> TASK BRIEF: Reproduce the records from the line containing "white kurta, imagine" through the line containing "[(140, 209)]", swapping "white kurta" for "cream kurta" and changing nothing else.

* Start RECORD EXTRACTS *

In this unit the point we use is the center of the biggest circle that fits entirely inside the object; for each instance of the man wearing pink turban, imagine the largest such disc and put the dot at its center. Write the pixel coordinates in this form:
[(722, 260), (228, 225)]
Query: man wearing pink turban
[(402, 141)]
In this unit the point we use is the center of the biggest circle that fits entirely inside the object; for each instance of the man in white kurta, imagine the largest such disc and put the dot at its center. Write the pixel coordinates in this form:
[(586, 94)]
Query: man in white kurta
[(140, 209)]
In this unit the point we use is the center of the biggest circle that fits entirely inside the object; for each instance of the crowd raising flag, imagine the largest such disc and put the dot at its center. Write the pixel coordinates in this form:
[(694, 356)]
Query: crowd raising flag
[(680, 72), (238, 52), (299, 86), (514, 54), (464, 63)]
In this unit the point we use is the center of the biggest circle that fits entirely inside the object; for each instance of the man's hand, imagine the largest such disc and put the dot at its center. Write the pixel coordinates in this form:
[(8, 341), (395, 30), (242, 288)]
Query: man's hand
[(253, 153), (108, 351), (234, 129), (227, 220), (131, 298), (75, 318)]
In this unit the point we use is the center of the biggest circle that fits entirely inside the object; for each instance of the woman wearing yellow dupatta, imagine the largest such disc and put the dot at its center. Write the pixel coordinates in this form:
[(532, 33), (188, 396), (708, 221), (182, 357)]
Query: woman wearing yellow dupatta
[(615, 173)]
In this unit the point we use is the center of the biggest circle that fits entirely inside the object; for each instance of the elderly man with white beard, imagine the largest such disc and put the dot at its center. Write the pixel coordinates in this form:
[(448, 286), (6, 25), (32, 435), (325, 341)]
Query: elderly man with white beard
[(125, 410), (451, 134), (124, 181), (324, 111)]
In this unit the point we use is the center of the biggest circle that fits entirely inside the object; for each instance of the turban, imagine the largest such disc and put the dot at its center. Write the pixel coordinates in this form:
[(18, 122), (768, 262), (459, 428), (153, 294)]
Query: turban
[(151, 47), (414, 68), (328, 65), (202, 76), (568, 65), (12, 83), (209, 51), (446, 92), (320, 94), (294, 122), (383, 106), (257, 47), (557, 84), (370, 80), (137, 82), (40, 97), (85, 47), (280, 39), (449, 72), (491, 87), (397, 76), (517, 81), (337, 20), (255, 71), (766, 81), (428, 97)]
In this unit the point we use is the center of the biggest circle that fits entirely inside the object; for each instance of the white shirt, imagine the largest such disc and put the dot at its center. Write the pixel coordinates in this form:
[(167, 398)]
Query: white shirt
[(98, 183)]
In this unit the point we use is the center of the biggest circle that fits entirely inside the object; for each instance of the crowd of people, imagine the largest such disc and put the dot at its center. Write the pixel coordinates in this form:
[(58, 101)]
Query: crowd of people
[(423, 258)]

* End RECORD EXTRACTS *

> REPLY TO THE EXERCISE:
In this unit the point we use is the center of the biggest circle that fits entirely inside the object; for each instance of the man in cream kurta, imagine the largest such disc and put the dot at its center. Write the pixel coordinates in this form:
[(586, 94)]
Query: man in cream kurta
[(140, 209)]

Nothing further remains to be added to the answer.